Beneath this sentence is a set of records; write each of them out exactly.

■ **Data for this task**:

————

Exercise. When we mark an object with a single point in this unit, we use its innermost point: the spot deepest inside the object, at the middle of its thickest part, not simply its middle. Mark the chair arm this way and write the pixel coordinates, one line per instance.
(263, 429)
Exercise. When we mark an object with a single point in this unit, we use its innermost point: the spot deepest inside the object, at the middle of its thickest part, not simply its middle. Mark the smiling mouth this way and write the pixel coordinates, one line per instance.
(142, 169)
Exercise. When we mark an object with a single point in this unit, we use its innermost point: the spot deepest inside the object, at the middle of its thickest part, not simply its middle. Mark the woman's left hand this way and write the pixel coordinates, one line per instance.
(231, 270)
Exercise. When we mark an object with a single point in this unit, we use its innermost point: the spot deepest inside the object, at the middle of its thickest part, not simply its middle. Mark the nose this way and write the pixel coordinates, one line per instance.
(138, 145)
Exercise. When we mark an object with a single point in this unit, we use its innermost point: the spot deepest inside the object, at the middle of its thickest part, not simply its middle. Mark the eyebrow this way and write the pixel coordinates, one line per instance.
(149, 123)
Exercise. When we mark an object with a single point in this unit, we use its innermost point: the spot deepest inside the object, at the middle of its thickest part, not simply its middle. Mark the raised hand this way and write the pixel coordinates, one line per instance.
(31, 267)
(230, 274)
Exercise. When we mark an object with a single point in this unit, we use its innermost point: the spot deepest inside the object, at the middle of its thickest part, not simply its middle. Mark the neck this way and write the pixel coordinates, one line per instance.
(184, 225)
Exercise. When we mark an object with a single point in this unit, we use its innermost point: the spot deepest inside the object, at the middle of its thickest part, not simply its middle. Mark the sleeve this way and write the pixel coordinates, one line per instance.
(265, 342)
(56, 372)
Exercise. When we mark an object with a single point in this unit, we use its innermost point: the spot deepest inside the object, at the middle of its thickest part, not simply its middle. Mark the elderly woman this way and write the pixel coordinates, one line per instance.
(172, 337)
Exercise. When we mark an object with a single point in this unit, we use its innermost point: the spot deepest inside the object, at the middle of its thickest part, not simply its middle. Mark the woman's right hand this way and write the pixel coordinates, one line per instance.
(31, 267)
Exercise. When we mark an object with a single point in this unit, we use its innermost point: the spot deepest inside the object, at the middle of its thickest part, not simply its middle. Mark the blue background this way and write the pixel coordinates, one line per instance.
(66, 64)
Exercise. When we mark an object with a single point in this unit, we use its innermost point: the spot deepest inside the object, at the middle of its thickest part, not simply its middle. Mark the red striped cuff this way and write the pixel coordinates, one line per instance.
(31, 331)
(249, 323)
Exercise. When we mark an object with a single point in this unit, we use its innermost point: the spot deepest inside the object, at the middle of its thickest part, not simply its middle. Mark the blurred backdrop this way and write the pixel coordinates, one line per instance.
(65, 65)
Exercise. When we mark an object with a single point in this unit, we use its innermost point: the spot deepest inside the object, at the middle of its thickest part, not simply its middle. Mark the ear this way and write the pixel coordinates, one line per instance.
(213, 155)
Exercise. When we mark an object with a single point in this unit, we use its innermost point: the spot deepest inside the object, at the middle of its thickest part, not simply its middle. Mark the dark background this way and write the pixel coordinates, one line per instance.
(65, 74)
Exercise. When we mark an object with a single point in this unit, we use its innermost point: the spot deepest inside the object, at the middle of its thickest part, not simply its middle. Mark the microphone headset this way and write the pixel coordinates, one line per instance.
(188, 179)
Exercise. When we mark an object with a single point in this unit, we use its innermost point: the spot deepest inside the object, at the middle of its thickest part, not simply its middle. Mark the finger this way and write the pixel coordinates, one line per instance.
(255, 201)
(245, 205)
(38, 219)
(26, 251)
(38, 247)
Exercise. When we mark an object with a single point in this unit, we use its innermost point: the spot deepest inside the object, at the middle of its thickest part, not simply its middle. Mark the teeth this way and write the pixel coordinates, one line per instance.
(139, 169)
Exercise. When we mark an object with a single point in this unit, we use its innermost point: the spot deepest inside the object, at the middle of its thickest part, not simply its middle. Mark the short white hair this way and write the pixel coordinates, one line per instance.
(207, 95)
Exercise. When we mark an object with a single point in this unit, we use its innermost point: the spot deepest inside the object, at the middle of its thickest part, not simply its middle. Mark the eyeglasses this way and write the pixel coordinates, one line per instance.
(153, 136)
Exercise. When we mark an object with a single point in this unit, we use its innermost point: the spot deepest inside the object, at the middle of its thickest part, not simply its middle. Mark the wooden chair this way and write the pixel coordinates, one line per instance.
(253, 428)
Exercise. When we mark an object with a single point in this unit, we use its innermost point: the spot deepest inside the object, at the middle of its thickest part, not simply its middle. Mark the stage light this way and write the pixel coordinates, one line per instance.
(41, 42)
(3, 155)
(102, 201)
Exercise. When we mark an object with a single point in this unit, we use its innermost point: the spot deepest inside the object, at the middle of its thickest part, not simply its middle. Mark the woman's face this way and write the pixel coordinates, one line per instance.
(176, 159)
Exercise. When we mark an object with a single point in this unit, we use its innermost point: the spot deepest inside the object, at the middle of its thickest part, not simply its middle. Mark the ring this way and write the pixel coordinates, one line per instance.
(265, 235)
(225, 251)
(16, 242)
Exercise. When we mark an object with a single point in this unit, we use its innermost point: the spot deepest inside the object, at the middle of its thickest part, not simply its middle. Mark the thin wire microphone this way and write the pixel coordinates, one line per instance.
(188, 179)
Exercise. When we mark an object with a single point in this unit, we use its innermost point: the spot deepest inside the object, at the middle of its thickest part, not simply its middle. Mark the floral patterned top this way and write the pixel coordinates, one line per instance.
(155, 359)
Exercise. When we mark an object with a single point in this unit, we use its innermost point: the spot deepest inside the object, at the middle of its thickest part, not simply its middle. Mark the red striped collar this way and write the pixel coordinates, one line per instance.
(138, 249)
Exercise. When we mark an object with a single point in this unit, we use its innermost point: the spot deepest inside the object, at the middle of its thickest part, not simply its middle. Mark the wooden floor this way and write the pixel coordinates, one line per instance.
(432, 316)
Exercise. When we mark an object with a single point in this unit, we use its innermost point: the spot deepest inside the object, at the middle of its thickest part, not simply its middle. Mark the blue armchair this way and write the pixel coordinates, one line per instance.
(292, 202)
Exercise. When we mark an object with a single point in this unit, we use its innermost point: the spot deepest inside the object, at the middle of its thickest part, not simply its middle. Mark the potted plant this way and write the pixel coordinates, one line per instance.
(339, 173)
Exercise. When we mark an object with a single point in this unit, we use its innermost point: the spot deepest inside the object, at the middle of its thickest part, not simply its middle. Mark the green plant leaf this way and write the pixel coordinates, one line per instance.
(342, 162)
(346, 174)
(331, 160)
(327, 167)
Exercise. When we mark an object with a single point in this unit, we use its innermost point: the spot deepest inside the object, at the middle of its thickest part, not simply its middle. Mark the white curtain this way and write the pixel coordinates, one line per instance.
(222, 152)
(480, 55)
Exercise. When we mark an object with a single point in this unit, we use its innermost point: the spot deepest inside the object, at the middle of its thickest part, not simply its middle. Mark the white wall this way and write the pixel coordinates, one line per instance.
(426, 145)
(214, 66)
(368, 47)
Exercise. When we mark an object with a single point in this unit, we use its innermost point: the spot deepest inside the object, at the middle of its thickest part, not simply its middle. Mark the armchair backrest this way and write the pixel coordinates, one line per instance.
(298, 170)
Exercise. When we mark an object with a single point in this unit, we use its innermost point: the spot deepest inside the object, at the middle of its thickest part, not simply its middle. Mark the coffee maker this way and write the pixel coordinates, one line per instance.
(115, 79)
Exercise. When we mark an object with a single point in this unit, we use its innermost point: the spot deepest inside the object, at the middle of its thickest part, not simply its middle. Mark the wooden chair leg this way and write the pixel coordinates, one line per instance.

————

■ **Task answer**:
Exercise. When we mark an object with a single point in this unit, we use its innermost point: the spot deepest inside the object, at the middle of its thickest part, not simply its middle. Mark the chair arm this way and write the pixel coordinates, one line per instance.
(263, 429)
Exercise. When we mark an object with a single point in this unit, we use its innermost point: the spot deepest inside the object, at the middle of its thickest part, not simply its middle. Mark the smiling mouth this way and write the pixel coordinates, one line per instance.
(142, 169)
Exercise. When we mark an object with a single point in this unit, we use its innermost point: the spot deepest inside the object, at the middle of its thickest part, not simply its middle. Mark the woman's left hand this way and write the pixel coordinates, one line per instance.
(231, 270)
Exercise. When we mark an object with a single point in this unit, we use its innermost point: the spot deepest inside the object, at the middle of its thickest part, not simply its middle. Mark the nose this way and write the pixel coordinates, one line per instance.
(138, 145)
Exercise. When we mark an object with a single point in this unit, we use its innermost point: the spot deepest inside the object, at the middle of its thickest part, not simply its middle. Mark the eyebrow this way and write the pixel coordinates, one line per instance.
(149, 123)
Exercise. When we mark an object with a single point in this unit, we use its innermost point: the spot deepest inside the object, at the middle of its thickest part, not simply its middle. Mark the raised hand this way and write the pixel coordinates, one line per instance.
(31, 267)
(230, 274)
Exercise. When we mark an object with a single point in this unit, we use its innermost point: the spot deepest inside the object, at the middle of its thickest part, not simply its middle. Mark the neck this way and write the pixel coordinates, one line per instance.
(184, 225)
Exercise. When we mark an object with a single point in this unit, we use its innermost point: the spot deepest inside the object, at the middle of its thickest part, not simply its middle. Mark the sleeve this way and write the pixel coordinates, one line per instance.
(265, 342)
(56, 372)
Exercise. When we mark an object with a single point in this unit, we use its innermost point: the spot deepest inside the object, at the middle of its thickest part, not simply its middle. Mark the elderly woman this way and write the pixel coordinates, one line per instance.
(172, 337)
Exercise. When we mark an object with a single point in this unit, we use its innermost point: the spot deepest inside the object, at the middle of its thickest part, not simply its middle. Mark the woman's right hand this way and write the pixel coordinates, one line per instance.
(31, 267)
Exercise. When we mark an object with a single point in this unit, we use its innermost point: the spot deepest inside the object, at the middle of its thickest part, not simply its middle. Mark the blue background this way and write the pixel coordinates, one line per instance.
(66, 64)
Exercise. When we mark an object with a single point in this unit, we use its innermost point: the spot deepest inside the object, at the middle of its thickest part, not simply its middle. Mark the red striped cuff this way and write the pixel coordinates, one line per instance.
(31, 331)
(249, 323)
Exercise. When we mark an object with a single point in this unit, we use its innermost point: the spot deepest inside the object, at the middle of its thickest part, not simply its middle. Mark the blurred backdrop this way and write the pixel coordinates, one line per instance.
(65, 65)
Exercise. When we mark an object with a single point in this unit, we use its innermost point: the spot deepest inside the object, at the middle of its thickest part, not simply its middle. Mark the ear this way and write the pixel coordinates, one line per instance.
(213, 155)
Exercise. When we mark an object with a single point in this unit, we use its innermost point: the spot deepest inside the object, at the middle of its thickest part, not simply its middle. Mark the dark background this way and write the pixel coordinates, one line per instance.
(65, 74)
Exercise. When we mark an object with a single point in this unit, we use its innermost point: the spot deepest inside the object, at the middle of its thickest part, not simply its middle. Mark the microphone headset this way and write the pixel coordinates, one line per instance.
(188, 179)
Exercise. When we mark an object with a single point in this unit, we use its innermost point: the spot deepest inside the object, at the middle of its thickest part, not simply its middle. Mark the finger this way and write the pixel coordinates, one line per instance.
(255, 201)
(245, 205)
(38, 219)
(26, 251)
(38, 247)
Exercise. When we mark an object with a single point in this unit, we use its innermost point: the spot deepest inside the object, at the middle of its thickest part, not simply its middle. Mark the teeth this way and write the pixel coordinates, one line per instance.
(139, 169)
Exercise. When we mark an object with a single point in this unit, we use its innermost point: the spot deepest inside the object, at the middle of its thickest part, not simply its middle. Mark the short white hair this way and write the pixel coordinates, one line per instance.
(207, 95)
Exercise. When we mark an object with a single point in this unit, we use its innermost point: the spot deepest inside the object, at the middle of its thickest part, not simply its middle. Mark the eyeglasses this way and write the pixel coordinates, one line per instance.
(153, 136)
Exercise. When we mark an object with a single point in this unit, we use its innermost point: the spot deepest inside the object, at the middle of its thickest part, not simply its middle. Mark the wooden chair this way and write the pixel coordinates, one line per instance.
(253, 428)
Exercise. When we mark an object with a single point in this unit, we use its innermost point: the spot deepest inside the object, at the middle of its thickest part, not simply its middle. Mark the stage light this way and write the pixel coordinates, one line per instance.
(41, 42)
(3, 155)
(102, 201)
Exercise. When we mark an object with a single point in this unit, we use its innermost point: the spot deepest inside the object, at the middle of its thickest part, not simply its middle. Mark the woman's face this way and write the pixel coordinates, one line per instance.
(176, 159)
Exercise. When we mark an object with a single point in this unit, we use its innermost point: the spot deepest inside the object, at the middle of its thickest part, not simply its middle. Mark the ring this way and write the pixel coordinates, one line per instance.
(265, 235)
(225, 251)
(16, 242)
Exercise. When we mark an object with a single point in this unit, we use its innermost point: the spot deepest inside the object, at the middle of its thickest part, not simply its middle. Mark the thin wire microphone this way and write the pixel coordinates, one line per instance.
(188, 179)
Exercise. When we mark an object with a single point in this unit, we use its innermost point: the spot deepest inside the object, at the middle of its thickest part, not simply its middle. Mark the floral patterned top this way and write the pixel coordinates, one line per instance.
(155, 359)
Exercise. When we mark an object with a single point in this unit, we use its innermost point: the spot deepest inside the object, at the middle of its thickest part, not simply its middle. Mark the red striped collar this way and write the pixel coordinates, one line per instance.
(138, 249)
Exercise. When we mark an object with a single point in this unit, we use its innermost point: the spot deepest inside the object, at the middle of its thickest part, not simply its middle. Mark the wooden floor this way and write the pixel coordinates, one line per instance.
(432, 316)
Exercise. When we mark an object with a single point in this unit, we use its innermost point: the spot deepest inside the object, at the middle of its thickest part, not simply its middle. Mark the blue armchair this way and write the pixel coordinates, one line per instance.
(292, 202)
Exercise. When we mark an object with a single point in this unit, we use its innermost point: the spot deepest inside the object, at the middle of its thickest part, not simply its middle. Mark the potted plant this way and write the pixel coordinates, one line per instance.
(339, 173)
Exercise. When we mark an object with a single point in this unit, we use its innermost point: the spot deepest inside the object, at the middle of its thickest part, not simply its middle. Mark the green plant leaf this way and write the pixel coordinates, one line per instance.
(342, 162)
(346, 174)
(331, 160)
(327, 167)
Exercise. When we mark an object with a single point in this unit, we use its innermost point: the spot deepest inside the object, at the middle of its thickest part, not simply its middle. Mark the white curtain this way and write the pixel coordinates, one line per instance.
(222, 152)
(480, 55)
Exercise. When we mark an object with a single point in this unit, we use its innermost point: the spot deepest inside the object, at the middle of its thickest part, not simply its middle. Mark the white wall this way and write the pixel coordinates, one line per instance.
(426, 145)
(214, 66)
(368, 47)
Exercise. When we mark an object with a single point in this unit, we use its innermost point: the spot deepest inside the object, at the middle of its thickest part, not simply its middle. Mark the armchair backrest this way and write the pixel coordinates, one line per instance.
(298, 170)
Exercise. When we mark an object with a single point in this unit, we use its innermost point: the spot deepest inside the object, at the middle of its thickest part, not simply its middle. Mark the coffee maker this way and write the pixel coordinates, one line per instance.
(115, 79)
Exercise. When we mark an object with a single point in this unit, we use its innermost point: the spot deepest inside the object, at the middle of its thickest part, not simply its middle. Mark the wooden chair leg this way and write the pixel coordinates, one line per instance.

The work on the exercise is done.